(What the task requires):
An exact copy of the data is required. No picture may appear in it.

Image point grounding data:
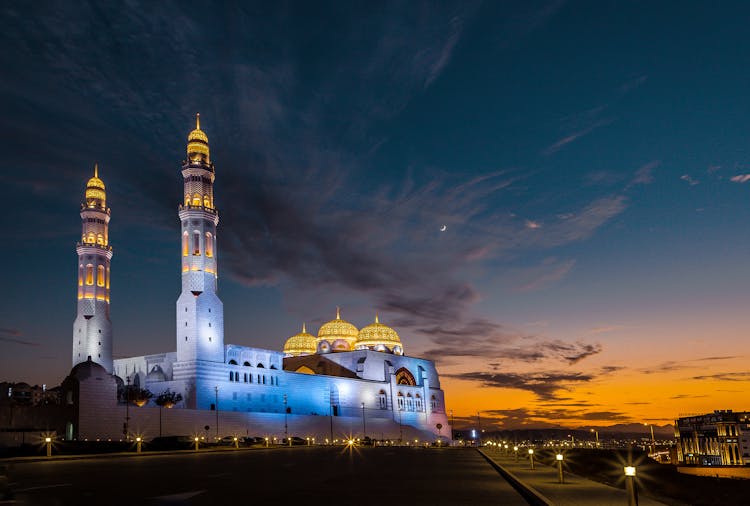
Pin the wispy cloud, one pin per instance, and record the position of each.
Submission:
(545, 385)
(689, 179)
(13, 336)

(Exercise solution):
Pin the wispy cloud, one pin per instance, and record the position of each.
Submission:
(545, 385)
(689, 179)
(13, 336)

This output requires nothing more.